### The data

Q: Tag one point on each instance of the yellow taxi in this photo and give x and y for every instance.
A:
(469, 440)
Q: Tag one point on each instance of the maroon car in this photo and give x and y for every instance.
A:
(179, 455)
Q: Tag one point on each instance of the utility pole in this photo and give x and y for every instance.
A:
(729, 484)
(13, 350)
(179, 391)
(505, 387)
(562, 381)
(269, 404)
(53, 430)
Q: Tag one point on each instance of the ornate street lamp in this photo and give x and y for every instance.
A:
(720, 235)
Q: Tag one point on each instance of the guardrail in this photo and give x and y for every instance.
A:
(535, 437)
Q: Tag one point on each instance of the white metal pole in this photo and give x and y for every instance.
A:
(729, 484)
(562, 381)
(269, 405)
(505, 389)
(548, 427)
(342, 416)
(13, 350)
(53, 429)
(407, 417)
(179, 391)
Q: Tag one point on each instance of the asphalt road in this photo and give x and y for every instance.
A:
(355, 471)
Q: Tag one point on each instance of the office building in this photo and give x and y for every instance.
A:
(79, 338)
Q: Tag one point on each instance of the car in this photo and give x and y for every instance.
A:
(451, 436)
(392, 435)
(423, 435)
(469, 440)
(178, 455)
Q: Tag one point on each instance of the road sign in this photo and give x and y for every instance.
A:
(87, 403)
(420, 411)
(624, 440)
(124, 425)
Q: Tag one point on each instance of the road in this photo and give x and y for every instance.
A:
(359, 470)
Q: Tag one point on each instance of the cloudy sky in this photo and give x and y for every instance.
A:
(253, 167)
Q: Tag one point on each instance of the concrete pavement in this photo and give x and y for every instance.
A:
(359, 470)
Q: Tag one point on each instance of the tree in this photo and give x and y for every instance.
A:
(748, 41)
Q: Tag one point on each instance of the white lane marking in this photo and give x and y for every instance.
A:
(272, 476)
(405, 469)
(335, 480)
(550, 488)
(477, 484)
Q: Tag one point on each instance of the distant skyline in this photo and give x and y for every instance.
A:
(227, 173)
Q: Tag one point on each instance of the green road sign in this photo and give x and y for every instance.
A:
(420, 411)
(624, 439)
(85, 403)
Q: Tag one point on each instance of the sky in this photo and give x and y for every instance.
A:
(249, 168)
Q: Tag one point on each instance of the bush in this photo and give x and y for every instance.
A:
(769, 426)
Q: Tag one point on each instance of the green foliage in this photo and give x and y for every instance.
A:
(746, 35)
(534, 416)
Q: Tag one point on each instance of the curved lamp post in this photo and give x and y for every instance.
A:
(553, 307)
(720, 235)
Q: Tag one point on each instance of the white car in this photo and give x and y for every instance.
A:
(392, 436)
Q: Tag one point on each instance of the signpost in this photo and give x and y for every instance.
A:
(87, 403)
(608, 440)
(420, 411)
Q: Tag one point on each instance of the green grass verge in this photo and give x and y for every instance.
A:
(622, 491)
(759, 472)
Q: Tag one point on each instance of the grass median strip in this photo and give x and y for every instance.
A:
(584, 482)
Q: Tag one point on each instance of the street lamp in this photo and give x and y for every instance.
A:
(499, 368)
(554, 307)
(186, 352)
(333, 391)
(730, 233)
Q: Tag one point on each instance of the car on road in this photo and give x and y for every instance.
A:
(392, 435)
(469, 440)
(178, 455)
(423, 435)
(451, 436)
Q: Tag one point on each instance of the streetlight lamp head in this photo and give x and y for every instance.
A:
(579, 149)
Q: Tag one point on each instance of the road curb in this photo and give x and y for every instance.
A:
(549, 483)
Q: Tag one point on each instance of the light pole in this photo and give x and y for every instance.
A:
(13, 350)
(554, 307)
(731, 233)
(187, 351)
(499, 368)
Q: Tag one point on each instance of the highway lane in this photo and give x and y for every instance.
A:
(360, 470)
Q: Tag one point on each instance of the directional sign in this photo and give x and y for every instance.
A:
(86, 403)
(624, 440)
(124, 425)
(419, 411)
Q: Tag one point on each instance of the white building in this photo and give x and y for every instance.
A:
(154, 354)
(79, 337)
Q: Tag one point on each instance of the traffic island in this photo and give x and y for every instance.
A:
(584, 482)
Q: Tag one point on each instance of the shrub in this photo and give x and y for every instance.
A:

### How to complete this task
When the entries above are retyped, each line must stay exactly as it is.

### Response to this exercise
Q: Tag one point on each instance of the yellow taxi in this photo and give x and y for every instance.
A:
(469, 440)
Q: Tag one point on each instance of the maroon car in this photo and give x and y for every instance.
A:
(179, 455)
Q: Tag one point on each instance of the utility pole in this photo and give x and y for every instance.
A:
(729, 484)
(13, 350)
(179, 391)
(505, 387)
(562, 381)
(269, 404)
(53, 430)
Q: Tag one point on each instance of the ornate street lamp in this photo and give x and y for every instance.
A:
(720, 235)
Q: Tag one point on each instance of the guardrail in this photo and give x and y for every instance.
A:
(535, 437)
Q: Tag one point on each instance of the white metal pole in this photo and give x and y for every instance.
A:
(729, 484)
(562, 381)
(269, 405)
(505, 389)
(548, 427)
(342, 416)
(13, 350)
(53, 429)
(407, 417)
(179, 391)
Q: Tag one point on each instance of the asphalt road in this photo and give x and y for every instance.
A:
(355, 471)
Q: Tag one point on each instance of the office building in this photo and give x and y for every instance.
A:
(79, 338)
Q: Tag one point on each instance of the car in this photo and give x and y for every instance.
A:
(451, 436)
(392, 435)
(423, 435)
(469, 440)
(178, 455)
Q: Tag one point on each instance of the road sign in this photo and give x and y for every instance.
A:
(87, 403)
(420, 411)
(624, 440)
(124, 425)
Q: Tag one point on each instance of the road in this photo and give x and y for every instance.
A:
(359, 470)
Q: Tag one point on each instance of the cloudy sky in this photo and give x and y for every instance.
A:
(253, 167)
Q: Tag one point on each instance of the concrete pavement in this photo and give x and y for every instance.
A:
(359, 470)
Q: Tag one point on each instance of the tree in this photo and give x and y for every instance.
A:
(748, 41)
Q: Tag one point on each instance of the white lane marking in this photo and give x and y for every instance.
A:
(272, 476)
(405, 469)
(335, 480)
(550, 488)
(477, 484)
Q: Tag one point on each instance of the distant skyline in this photo and give x and y for every instance.
A:
(227, 173)
Q: Tag one point on each instance of the green road sign in this photo and give x and y for every instance.
A:
(420, 411)
(624, 439)
(85, 403)
Q: Tag one point on each instance of the sky in this photo and give x and y for every instance.
A:
(249, 168)
Q: Tag one point on each instance of the bush in this photo and give x and y for every instance.
A:
(769, 426)
Q: Tag one point on each instance of the green foliage in this photo and give x and y for every instance.
A:
(746, 35)
(534, 416)
Q: Tag one point on each instance of the curved lamp post in this photo and give x and y for every instance.
A:
(553, 307)
(720, 235)
Q: Tag one point on each instance of the white car in this photo and give x and y for every instance.
A:
(392, 436)
Q: Tag one point on each instance of the signpost in this photo and give x and y for every instance.
A:
(87, 403)
(608, 440)
(420, 411)
Q: Tag one point on each instance of the green grass verge in this photo and give x and y for every instance.
A:
(622, 491)
(759, 472)
Q: Tag one point on each instance of the grass median strip in this photo and give x and y for every instance.
A:
(584, 482)
Q: Tag one point on each instance of the street lamp in this photo and give x and y for every instance.
A:
(499, 368)
(554, 307)
(186, 352)
(333, 391)
(730, 233)
Q: Tag one point on each instance of the car on road in this photo and give x and y for every instance.
A:
(392, 435)
(469, 440)
(178, 455)
(423, 435)
(451, 436)
Q: Tag one point on each instance of the streetlight lamp head in this photo and give x and y for every instance.
A:
(579, 149)
Q: Tag one point on each instance of the road curb in this photo and give x and y for every instance.
A:
(549, 483)
Q: Tag one point on each instance of the light pole in this photo and give x and y for every instance.
A:
(13, 350)
(554, 307)
(731, 233)
(187, 351)
(499, 368)
Q: Tag one point on each instance of the highway lane in this photo and give x and y for every instance.
A:
(360, 470)
Q: Tag one point on each instance of the directional sign in this photo and give x and y for every instance.
A:
(86, 403)
(624, 440)
(124, 425)
(419, 411)
Q: Tag one point on each instance of the white building in this photo and give x and y for every instance.
A:
(154, 354)
(79, 337)
Q: Tag one point on each instance of the traffic island in this photo and give x and y for every instance.
A:
(584, 482)
Q: Tag one point on each instance of the shrub in this photo and give x and y for every instance.
A:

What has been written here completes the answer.